■ Given data:
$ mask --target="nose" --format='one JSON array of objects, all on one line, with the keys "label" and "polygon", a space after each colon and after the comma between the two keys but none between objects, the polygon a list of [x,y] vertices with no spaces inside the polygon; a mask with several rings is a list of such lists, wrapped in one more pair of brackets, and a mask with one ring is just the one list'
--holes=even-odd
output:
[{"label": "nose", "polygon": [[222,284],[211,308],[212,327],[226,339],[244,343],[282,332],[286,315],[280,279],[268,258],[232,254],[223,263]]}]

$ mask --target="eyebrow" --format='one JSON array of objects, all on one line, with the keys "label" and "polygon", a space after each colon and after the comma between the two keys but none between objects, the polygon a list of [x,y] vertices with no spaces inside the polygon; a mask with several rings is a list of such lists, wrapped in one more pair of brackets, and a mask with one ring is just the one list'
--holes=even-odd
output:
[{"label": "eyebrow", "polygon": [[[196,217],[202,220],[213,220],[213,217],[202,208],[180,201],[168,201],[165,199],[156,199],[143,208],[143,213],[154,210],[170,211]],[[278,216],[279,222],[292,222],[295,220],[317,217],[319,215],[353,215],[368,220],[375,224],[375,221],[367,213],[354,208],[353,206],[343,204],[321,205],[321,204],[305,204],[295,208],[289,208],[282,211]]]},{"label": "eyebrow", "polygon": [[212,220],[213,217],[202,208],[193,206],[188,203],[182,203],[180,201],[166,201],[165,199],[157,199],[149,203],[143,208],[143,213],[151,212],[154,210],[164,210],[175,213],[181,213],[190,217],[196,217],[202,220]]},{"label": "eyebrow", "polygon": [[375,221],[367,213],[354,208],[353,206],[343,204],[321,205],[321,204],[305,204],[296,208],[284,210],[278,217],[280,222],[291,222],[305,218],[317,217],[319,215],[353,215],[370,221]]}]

■ Problem to solve: Copy out every record exactly; leave nothing out.

■ Reply:
$ mask --target="nose" --format='one JSON array of objects, all on one line, with the keys "label" and "polygon", a space after each colon and after the comma between the two keys but none between objects, the polygon a list of [x,y] vertices with no spaces inside the polygon; a mask with several rings is a list of such lists, wrapped in one more pair of brackets, and a mask with one ring is just the one list'
--holes=even-odd
output:
[{"label": "nose", "polygon": [[222,284],[211,308],[212,327],[226,339],[244,343],[282,332],[286,315],[280,279],[268,258],[232,254],[223,263]]}]

$ mask --target="eyebrow" --format='one JSON array of objects, all on one line, with the keys "label" and "polygon", a space after each colon and after the comma between the two keys but none between objects, the polygon a list of [x,y] vertices with no spaces inside the polygon; a mask with several rings is a list of such lists, wrapped in one more pair of brackets, and a mask with one ring is just the one list'
--holes=even-odd
output:
[{"label": "eyebrow", "polygon": [[[196,217],[202,220],[213,220],[213,217],[202,208],[180,201],[168,201],[165,199],[156,199],[143,208],[143,213],[154,210],[170,211]],[[278,216],[279,222],[292,222],[295,220],[317,217],[319,215],[353,215],[368,220],[375,224],[375,221],[367,213],[354,208],[353,206],[343,204],[321,205],[321,204],[305,204],[295,208],[289,208],[282,211]]]},{"label": "eyebrow", "polygon": [[212,220],[213,217],[202,208],[193,206],[188,203],[182,203],[180,201],[166,201],[165,199],[157,199],[149,203],[143,208],[143,213],[151,212],[154,210],[164,210],[175,213],[181,213],[190,217],[196,217],[202,220]]},{"label": "eyebrow", "polygon": [[375,221],[367,213],[354,208],[353,206],[343,204],[321,205],[321,204],[305,204],[296,208],[284,210],[278,217],[280,222],[291,222],[305,218],[317,217],[319,215],[353,215],[370,221]]}]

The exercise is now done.